Nama dan Alamat Eksportir/Shipper. Nama dan alamat lengkap perusahaan Eksportir sebagai pihak pengirim barang (shipper) yang tercantum dalam B/L atau Airways Bill (AWB), harus diinformasikan sehingga tidak terjadi kesalahan pencantuman nama dan alamat Eksportir atau Shipper di dalam L/C. Bila Eksportir tidak memberitahukan kepada Importir nama perusahaan dan alamat yang (Eksportir) yang harus tercantum dalam L/C, maka Importir kemungkinan akan menuliskan nama dan alamat perusahaan yang keliru. Petugas bank hanya akan menerima tagihan dari perusahaan/Eksportir yang namanya tercantum dalam L/C, meskipun Eksportir berusaha meyakinkan, nama dan alamat perusahaan yang benar menurut Eksportir, tetapi bank hanya tunduk pada ketentuan dalam L/C. Bila Eksportir memaksakan diri menyesuaikan dokumen mengikuti ’nama dan alamat’ yang salah yang terdapat dalam L/C, Eksportir kemungkinan akan menghadapi masalah dalam hal perpajakan, misalnya dalam hal restitusi (pengembalian) atau kompensasi PPN, dan/atau masalah lain terkait Ijin ekspor, karena Nama dan alamat Eksportir yang tidak sesuai dengan Angka Pengenal Ekspor (APE) atau nama Eksportir (berbeda) yang tercantum dalam faktur pajak ketika Eksportir membeli bahan baku/bahan penolong.
iv.

» Tugas Latihan A:
Tuliskan kembali entri di bawah ini, mulai dari baris yang memuat "Segment every black tire captured above." sampai dengan baris yang memuat "[490,211,572,234]". Ganti "captured" dengan "shown" dan biarkan bagian lainnya tetap sama.

» Data yang Diberikan:
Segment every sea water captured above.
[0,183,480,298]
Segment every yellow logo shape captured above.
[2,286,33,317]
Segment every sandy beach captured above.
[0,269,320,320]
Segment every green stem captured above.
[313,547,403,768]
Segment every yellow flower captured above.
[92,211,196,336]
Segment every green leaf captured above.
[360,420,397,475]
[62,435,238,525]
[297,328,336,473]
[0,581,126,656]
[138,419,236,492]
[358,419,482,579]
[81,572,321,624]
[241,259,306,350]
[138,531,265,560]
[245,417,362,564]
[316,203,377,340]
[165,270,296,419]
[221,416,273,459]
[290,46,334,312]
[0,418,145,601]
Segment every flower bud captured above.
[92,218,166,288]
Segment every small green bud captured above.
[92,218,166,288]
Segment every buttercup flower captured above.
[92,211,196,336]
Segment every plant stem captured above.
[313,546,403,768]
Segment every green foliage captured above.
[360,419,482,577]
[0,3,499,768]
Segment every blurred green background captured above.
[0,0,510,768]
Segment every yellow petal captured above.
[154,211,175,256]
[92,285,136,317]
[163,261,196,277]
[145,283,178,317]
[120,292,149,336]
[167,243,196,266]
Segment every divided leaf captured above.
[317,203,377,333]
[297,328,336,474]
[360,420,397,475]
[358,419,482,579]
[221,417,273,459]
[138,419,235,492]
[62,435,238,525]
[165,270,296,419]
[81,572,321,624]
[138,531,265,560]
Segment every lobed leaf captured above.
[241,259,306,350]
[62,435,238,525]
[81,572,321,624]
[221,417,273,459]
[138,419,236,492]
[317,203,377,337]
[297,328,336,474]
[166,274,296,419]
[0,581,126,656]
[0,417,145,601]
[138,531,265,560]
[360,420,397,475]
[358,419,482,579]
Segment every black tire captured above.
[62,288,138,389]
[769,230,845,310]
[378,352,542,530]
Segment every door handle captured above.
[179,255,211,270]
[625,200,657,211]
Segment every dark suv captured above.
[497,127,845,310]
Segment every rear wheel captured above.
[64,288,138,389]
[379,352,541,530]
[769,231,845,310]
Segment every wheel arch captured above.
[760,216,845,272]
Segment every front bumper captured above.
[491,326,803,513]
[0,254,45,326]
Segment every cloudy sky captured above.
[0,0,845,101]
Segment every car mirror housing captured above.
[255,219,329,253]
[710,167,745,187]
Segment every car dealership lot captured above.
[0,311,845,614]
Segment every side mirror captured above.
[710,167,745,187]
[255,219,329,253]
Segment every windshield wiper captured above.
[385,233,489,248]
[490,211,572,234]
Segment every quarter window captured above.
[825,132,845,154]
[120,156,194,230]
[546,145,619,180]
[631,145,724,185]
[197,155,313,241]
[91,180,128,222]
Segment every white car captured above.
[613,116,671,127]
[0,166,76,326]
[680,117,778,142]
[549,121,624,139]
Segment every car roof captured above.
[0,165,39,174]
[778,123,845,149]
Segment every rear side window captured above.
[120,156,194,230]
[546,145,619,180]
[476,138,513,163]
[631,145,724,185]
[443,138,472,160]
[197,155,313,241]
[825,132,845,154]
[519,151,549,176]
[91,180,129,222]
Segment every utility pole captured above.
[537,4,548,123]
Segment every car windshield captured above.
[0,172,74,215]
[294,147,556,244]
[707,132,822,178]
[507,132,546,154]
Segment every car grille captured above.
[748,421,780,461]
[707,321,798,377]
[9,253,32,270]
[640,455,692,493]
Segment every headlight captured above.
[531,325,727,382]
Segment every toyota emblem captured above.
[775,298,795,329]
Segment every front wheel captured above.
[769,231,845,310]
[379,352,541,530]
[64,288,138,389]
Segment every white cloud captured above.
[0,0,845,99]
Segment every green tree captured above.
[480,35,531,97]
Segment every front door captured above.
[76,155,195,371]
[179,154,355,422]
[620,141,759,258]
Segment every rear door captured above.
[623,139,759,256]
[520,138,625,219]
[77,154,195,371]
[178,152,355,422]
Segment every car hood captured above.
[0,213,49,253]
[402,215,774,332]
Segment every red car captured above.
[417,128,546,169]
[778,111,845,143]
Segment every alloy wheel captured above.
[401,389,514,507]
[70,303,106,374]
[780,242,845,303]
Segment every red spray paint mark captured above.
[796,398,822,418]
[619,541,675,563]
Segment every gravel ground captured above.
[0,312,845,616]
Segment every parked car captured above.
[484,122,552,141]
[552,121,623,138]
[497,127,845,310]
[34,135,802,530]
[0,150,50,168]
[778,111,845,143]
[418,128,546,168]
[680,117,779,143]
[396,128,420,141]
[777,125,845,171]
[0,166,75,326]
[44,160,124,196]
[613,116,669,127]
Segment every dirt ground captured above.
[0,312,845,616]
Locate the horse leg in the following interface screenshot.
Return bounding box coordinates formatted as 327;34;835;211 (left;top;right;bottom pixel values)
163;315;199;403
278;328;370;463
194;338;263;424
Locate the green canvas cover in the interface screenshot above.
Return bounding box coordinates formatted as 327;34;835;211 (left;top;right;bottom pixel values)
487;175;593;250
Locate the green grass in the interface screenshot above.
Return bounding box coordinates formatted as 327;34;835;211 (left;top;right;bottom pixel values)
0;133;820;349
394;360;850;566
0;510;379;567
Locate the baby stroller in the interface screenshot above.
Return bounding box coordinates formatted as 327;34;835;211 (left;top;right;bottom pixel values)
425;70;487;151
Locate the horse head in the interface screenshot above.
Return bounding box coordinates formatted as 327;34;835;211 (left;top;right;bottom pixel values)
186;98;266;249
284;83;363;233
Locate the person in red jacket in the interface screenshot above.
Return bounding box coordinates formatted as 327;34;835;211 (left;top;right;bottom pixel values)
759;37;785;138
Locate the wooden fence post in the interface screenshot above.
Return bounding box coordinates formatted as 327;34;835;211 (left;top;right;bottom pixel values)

» Tugas Latihan B:
Tentukan apakah setiap pernyataan berikut sesuai dengan kutipan tentang nama dan alamat eksportir. Jawab ya atau tidak, lalu sertakan kata-kata kutipan yang menentukan jawaban tersebut.
(i) Petugas bank hanya menerima tagihan dari eksportir yang namanya tercantum dalam L/C.
(ii) Bank akan mengikuti nama dan alamat yang diyakinkan oleh eksportir, meskipun berbeda dari yang tercantum dalam L/C.
(iii) Masalah perpajakan yang disebutkan mencakup restitusi atau kompensasi PPN.

» Jawaban Lengkap A:
Segment every black tire shown above.
[62,288,138,389]
[769,230,845,310]
[378,352,542,530]
Segment every door handle shown above.
[179,255,211,270]
[625,200,657,211]
Segment every dark suv shown above.
[497,127,845,310]
Segment every rear wheel shown above.
[64,288,138,389]
[379,352,541,530]
[769,231,845,310]
Segment every wheel arch shown above.
[760,216,845,272]
Segment every front bumper shown above.
[491,326,803,513]
[0,254,45,326]
Segment every cloudy sky shown above.
[0,0,845,101]
Segment every car mirror housing shown above.
[255,219,329,253]
[710,167,745,187]
Segment every car dealership lot shown above.
[0,311,845,614]
Segment every side mirror shown above.
[710,167,745,187]
[255,219,329,253]
Segment every windshield wiper shown above.
[385,233,489,248]
[490,211,572,234]

» Jawaban Lengkap B:
(i) Ya: "Petugas bank hanya akan menerima tagihan dari perusahaan/Eksportir yang namanya tercantum dalam L/C"
(ii) Tidak: "bank hanya tunduk pada ketentuan dalam L/C"
(iii) Ya: "misalnya dalam hal restitusi (pengembalian) atau kompensasi PPN"